::: Excerpted data
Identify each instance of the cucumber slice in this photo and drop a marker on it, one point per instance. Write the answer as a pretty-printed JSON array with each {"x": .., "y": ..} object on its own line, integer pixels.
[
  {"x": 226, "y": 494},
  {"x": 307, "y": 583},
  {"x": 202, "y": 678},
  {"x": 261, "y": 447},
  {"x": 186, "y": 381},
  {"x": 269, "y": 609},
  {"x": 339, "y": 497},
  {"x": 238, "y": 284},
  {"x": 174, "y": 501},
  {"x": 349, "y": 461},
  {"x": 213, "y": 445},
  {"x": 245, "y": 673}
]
::::::
::: Excerpted data
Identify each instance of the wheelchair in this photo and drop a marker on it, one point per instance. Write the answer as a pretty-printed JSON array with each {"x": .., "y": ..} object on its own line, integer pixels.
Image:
::::::
Objective: Locate every line in the listing above that contains the string "wheelchair", treating uppercase and lowercase as different, and copy each such line.

Result below:
Identify each instance of the wheelchair in this photo and drop a marker on it, one point per instance. Write the answer as a pretty-printed JSON array with each {"x": .., "y": ..} object on its own line, integer pixels.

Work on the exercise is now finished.